[Boundary labeling items]
________

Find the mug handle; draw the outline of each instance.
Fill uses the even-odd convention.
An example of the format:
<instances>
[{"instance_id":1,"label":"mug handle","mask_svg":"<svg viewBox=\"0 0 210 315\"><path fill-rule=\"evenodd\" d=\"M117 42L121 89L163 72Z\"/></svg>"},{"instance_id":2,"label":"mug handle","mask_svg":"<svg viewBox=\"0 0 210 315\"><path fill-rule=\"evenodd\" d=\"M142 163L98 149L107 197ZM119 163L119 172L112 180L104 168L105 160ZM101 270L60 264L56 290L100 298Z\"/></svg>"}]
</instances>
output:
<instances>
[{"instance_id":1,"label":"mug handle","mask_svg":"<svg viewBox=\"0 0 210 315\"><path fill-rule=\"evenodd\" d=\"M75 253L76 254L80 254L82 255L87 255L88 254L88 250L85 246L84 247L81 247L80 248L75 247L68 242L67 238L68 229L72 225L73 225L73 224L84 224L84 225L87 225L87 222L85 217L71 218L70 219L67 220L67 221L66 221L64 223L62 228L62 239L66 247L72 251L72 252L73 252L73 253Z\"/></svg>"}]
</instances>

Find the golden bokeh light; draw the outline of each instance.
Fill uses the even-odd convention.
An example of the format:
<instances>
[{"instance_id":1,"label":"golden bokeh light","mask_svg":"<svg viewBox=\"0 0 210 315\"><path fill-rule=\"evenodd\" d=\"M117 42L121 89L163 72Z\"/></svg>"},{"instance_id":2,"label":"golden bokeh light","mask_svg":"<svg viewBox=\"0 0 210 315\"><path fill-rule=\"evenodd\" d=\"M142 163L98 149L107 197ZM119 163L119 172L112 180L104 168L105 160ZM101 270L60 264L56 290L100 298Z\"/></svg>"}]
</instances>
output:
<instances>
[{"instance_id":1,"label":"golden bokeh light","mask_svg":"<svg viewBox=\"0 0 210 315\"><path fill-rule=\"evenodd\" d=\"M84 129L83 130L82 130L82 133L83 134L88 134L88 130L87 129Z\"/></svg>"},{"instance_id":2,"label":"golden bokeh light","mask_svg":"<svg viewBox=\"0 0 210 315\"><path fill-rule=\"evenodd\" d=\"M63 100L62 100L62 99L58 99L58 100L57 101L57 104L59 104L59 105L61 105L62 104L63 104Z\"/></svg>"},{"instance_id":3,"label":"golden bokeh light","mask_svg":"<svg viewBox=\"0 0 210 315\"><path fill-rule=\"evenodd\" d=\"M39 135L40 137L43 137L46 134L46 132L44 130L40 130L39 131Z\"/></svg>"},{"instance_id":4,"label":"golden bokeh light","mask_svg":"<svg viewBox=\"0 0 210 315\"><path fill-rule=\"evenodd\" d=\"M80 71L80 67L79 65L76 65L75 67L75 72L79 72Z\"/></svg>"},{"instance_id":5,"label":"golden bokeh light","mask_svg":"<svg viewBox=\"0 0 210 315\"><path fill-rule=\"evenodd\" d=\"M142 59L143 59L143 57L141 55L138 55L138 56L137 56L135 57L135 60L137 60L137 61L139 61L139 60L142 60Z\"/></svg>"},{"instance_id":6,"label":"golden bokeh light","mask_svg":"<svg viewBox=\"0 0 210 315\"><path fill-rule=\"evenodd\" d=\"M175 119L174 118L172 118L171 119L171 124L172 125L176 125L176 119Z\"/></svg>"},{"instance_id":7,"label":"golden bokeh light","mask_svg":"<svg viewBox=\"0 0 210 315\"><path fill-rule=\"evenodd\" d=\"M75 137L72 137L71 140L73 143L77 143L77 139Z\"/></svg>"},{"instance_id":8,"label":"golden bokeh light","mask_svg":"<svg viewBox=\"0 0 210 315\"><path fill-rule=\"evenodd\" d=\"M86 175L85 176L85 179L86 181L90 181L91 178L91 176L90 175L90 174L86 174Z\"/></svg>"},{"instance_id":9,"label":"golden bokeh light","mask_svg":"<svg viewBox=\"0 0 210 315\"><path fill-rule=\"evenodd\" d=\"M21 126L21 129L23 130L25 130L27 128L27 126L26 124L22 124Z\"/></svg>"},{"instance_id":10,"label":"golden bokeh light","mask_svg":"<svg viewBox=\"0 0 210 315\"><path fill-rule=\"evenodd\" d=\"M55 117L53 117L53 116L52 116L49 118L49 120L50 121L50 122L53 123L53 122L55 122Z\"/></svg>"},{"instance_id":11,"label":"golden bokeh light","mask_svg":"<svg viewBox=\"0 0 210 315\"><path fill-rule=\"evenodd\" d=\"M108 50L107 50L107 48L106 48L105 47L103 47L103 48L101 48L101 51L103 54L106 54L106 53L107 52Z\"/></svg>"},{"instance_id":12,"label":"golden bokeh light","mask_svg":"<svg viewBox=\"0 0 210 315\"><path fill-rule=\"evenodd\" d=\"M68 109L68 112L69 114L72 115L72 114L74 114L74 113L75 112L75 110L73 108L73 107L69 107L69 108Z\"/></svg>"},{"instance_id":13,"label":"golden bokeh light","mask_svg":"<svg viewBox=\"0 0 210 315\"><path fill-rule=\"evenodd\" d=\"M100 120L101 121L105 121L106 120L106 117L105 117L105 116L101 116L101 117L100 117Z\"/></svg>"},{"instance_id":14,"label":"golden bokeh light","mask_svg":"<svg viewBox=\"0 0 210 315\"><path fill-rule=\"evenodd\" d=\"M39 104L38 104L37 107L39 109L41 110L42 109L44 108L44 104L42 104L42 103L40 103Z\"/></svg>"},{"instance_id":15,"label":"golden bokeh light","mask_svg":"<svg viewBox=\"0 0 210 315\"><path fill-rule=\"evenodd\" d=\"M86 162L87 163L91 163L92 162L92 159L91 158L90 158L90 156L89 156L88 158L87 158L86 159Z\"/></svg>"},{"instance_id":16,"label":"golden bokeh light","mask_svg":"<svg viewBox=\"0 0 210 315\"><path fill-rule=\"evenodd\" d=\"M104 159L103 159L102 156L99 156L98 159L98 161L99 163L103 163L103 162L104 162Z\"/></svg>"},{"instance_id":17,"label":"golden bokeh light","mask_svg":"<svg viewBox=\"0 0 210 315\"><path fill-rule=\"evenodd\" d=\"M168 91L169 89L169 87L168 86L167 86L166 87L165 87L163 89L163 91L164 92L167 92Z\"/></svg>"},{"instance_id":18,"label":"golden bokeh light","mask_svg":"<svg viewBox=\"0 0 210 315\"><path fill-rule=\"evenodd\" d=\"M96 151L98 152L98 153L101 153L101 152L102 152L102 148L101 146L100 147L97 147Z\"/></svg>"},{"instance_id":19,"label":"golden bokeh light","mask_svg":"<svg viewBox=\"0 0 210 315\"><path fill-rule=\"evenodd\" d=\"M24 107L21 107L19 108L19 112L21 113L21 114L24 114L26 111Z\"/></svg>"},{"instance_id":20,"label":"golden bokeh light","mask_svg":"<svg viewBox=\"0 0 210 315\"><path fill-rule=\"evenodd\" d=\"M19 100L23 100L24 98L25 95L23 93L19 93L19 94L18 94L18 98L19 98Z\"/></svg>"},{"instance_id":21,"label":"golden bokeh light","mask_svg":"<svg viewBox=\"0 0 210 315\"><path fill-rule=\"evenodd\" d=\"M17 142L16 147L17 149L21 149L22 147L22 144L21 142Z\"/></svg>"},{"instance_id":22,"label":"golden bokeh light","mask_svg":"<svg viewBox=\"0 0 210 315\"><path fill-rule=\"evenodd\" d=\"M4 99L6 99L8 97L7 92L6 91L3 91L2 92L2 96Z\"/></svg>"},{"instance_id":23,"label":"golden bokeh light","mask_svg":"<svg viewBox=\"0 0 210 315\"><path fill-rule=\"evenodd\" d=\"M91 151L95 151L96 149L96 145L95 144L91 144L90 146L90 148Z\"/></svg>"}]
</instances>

________

Locate all lines in the listing above that contain the string "each", and copy those lines in full. Treat the match as case-sensitive.

Find the mug handle; draw the outline of each instance.
Find the golden bokeh light; draw the outline of each instance.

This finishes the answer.